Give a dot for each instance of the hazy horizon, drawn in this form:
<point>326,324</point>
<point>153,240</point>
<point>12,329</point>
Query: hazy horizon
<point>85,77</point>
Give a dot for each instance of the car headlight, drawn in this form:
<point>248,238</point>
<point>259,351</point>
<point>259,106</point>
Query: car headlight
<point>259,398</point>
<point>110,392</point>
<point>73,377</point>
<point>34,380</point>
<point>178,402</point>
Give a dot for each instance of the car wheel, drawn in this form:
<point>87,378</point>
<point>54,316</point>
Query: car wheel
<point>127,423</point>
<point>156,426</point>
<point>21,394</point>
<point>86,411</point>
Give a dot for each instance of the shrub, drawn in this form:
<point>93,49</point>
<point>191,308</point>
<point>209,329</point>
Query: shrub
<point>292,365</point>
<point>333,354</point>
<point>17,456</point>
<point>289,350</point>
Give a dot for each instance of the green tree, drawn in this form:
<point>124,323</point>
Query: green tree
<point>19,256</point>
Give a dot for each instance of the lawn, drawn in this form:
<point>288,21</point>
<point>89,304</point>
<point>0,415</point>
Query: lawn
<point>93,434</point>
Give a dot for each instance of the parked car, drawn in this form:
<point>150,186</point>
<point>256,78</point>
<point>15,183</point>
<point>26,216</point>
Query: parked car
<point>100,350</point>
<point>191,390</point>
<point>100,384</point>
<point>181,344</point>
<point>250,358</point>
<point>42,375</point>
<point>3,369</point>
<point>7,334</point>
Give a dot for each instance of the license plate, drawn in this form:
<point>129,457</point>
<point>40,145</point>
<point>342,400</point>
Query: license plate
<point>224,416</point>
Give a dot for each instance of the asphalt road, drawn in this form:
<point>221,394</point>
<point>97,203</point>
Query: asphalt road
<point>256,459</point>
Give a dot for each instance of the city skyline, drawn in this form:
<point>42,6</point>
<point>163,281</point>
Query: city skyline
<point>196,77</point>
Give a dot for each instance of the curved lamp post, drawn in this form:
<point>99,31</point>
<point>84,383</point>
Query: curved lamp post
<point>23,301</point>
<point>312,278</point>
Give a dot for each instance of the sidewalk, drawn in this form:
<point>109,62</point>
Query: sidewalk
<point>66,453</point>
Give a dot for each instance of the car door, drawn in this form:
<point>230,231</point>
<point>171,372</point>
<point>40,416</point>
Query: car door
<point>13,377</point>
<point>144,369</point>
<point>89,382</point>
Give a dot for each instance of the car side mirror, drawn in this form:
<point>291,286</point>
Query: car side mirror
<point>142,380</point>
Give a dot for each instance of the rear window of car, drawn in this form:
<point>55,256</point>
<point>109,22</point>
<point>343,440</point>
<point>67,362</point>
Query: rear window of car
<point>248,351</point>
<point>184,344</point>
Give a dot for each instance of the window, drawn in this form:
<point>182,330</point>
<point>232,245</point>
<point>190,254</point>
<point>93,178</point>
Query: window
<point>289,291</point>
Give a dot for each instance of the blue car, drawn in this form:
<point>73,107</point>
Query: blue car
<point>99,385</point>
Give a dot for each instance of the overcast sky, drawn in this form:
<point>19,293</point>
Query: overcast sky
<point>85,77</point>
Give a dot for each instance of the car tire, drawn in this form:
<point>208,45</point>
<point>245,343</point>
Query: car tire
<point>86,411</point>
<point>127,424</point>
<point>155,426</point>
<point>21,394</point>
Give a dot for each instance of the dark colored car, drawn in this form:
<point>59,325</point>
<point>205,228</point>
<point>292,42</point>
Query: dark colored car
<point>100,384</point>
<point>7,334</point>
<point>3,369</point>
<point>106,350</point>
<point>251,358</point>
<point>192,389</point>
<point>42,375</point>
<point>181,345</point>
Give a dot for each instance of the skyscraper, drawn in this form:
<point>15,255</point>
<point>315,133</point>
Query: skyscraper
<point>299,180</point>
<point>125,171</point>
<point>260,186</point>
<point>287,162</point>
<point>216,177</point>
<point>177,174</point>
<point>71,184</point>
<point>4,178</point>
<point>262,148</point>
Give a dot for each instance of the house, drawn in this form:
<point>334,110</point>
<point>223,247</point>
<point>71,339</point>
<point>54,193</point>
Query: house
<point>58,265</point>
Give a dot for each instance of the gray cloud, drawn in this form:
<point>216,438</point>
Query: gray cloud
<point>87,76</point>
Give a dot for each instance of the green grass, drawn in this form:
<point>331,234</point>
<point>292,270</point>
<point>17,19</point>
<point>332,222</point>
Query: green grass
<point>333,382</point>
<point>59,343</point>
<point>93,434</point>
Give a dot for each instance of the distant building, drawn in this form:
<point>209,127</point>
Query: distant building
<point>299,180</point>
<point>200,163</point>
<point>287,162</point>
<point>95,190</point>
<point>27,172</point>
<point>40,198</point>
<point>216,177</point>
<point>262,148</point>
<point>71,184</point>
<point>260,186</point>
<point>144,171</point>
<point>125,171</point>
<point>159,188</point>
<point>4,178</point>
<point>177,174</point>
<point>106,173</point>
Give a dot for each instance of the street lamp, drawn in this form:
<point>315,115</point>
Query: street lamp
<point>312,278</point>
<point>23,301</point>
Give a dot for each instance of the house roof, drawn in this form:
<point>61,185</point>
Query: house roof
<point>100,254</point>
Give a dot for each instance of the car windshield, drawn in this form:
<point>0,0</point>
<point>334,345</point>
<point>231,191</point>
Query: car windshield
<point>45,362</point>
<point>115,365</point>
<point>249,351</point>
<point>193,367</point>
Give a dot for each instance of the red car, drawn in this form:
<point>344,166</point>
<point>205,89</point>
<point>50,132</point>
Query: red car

## YOUR INSTRUCTIONS
Revise all of the entries above by changing every "drawn in this form" to "written like this" and leaving the rest of each line as it is.

## SOLUTION FOR THIS PROBLEM
Give a dot for each instance of the hazy horizon, written like this:
<point>326,324</point>
<point>153,240</point>
<point>12,329</point>
Query: hazy horizon
<point>85,77</point>
Give a dot for each instance of the car headlight, written like this:
<point>248,238</point>
<point>259,351</point>
<point>259,106</point>
Query: car headlight
<point>259,398</point>
<point>110,392</point>
<point>73,377</point>
<point>34,380</point>
<point>178,402</point>
Give a dot for each instance of the car wheel, written like this:
<point>87,378</point>
<point>54,316</point>
Query: car wheel
<point>127,423</point>
<point>156,426</point>
<point>21,394</point>
<point>86,411</point>
Give a dot for each instance of the shrub, written like this:
<point>93,49</point>
<point>191,308</point>
<point>209,329</point>
Query: shrub
<point>292,365</point>
<point>333,354</point>
<point>17,456</point>
<point>289,350</point>
Give a dot for each instance of the green tree, written like this:
<point>124,323</point>
Query: green tree
<point>19,256</point>
Give a dot for each instance of the lawn, written like this:
<point>288,21</point>
<point>89,304</point>
<point>0,415</point>
Query: lawn
<point>93,434</point>
Give a dot for each instance of the parked car, written like this:
<point>150,186</point>
<point>256,78</point>
<point>15,183</point>
<point>26,216</point>
Query: parked car
<point>100,350</point>
<point>191,390</point>
<point>100,384</point>
<point>181,344</point>
<point>250,358</point>
<point>42,375</point>
<point>3,369</point>
<point>7,334</point>
Give a dot for each instance of the license plate, written like this:
<point>129,457</point>
<point>40,145</point>
<point>342,400</point>
Query: license plate
<point>224,416</point>
Give a dot for each instance of the asphalt road, written like this:
<point>221,394</point>
<point>97,203</point>
Query: asphalt road
<point>256,459</point>
Give a dot for each instance of the city skyline, written like this:
<point>42,6</point>
<point>163,281</point>
Query: city skyline
<point>196,77</point>
Give a dot for each instance of the curved lamp post, written like this:
<point>99,31</point>
<point>84,383</point>
Query: curved lamp post
<point>23,301</point>
<point>312,278</point>
Give a dot for each instance of the sidewalk, written like this:
<point>109,62</point>
Query: sidewalk
<point>66,453</point>
Give a dot for each instance of the car door, written like this:
<point>230,231</point>
<point>171,372</point>
<point>40,416</point>
Query: car door
<point>13,377</point>
<point>144,369</point>
<point>89,382</point>
Give a dot for each instance of the car side mirror, written like this:
<point>291,286</point>
Query: car side mirror
<point>142,380</point>
Give a dot for each instance of the rear window of car, written like this:
<point>55,256</point>
<point>109,22</point>
<point>343,440</point>
<point>67,362</point>
Query: rear window of car
<point>248,351</point>
<point>184,344</point>
Give a dot for each instance of the window, written like this:
<point>182,330</point>
<point>232,245</point>
<point>190,254</point>
<point>93,178</point>
Query: window
<point>289,291</point>
Give a dot for each instance of the blue car, written like this:
<point>73,107</point>
Query: blue car
<point>99,385</point>
Give a dot for each instance of the overcast sky, written like this:
<point>19,293</point>
Query: overcast sky
<point>85,77</point>
Give a dot for each instance of the car tire, written like this:
<point>208,45</point>
<point>245,343</point>
Query: car tire
<point>86,411</point>
<point>127,424</point>
<point>155,426</point>
<point>21,394</point>
Give a dot for each instance of the dark colored car, written like this:
<point>59,325</point>
<point>205,228</point>
<point>292,42</point>
Query: dark colored car
<point>100,384</point>
<point>7,334</point>
<point>3,369</point>
<point>106,350</point>
<point>251,358</point>
<point>192,389</point>
<point>42,375</point>
<point>181,345</point>
Give a dot for each instance of the skyscraper, written like this:
<point>15,255</point>
<point>315,133</point>
Query: skyscraper
<point>299,180</point>
<point>125,171</point>
<point>260,186</point>
<point>287,162</point>
<point>216,177</point>
<point>177,174</point>
<point>71,184</point>
<point>4,178</point>
<point>262,148</point>
Give a dot for each instance of the house, written like this:
<point>334,110</point>
<point>223,247</point>
<point>71,339</point>
<point>54,193</point>
Query: house
<point>58,265</point>
Give a dot for each instance of the gray cloud, written like this:
<point>216,438</point>
Query: gray cloud
<point>87,76</point>
Give a dot for each instance of the green grass, written like this:
<point>331,234</point>
<point>292,270</point>
<point>17,19</point>
<point>332,222</point>
Query: green grass
<point>333,382</point>
<point>59,343</point>
<point>93,434</point>
Give a dot for each instance of the distant building, written like this:
<point>209,127</point>
Query: distant building
<point>299,180</point>
<point>200,163</point>
<point>287,162</point>
<point>95,190</point>
<point>27,172</point>
<point>40,198</point>
<point>216,177</point>
<point>262,148</point>
<point>71,184</point>
<point>260,186</point>
<point>144,171</point>
<point>125,171</point>
<point>159,188</point>
<point>4,178</point>
<point>177,174</point>
<point>106,173</point>
Give a dot for each instance of the street lamp, written like this:
<point>315,115</point>
Query: street lamp
<point>312,278</point>
<point>23,301</point>
Give a dot for each instance of the house roof, written like this:
<point>61,185</point>
Query: house roof
<point>100,254</point>
Give a dot for each instance of the car windshield, written like this:
<point>0,0</point>
<point>334,345</point>
<point>231,191</point>
Query: car windshield
<point>45,362</point>
<point>115,365</point>
<point>249,351</point>
<point>193,367</point>
Give a dot for each instance of the red car, written like this:
<point>344,166</point>
<point>205,89</point>
<point>50,132</point>
Query: red car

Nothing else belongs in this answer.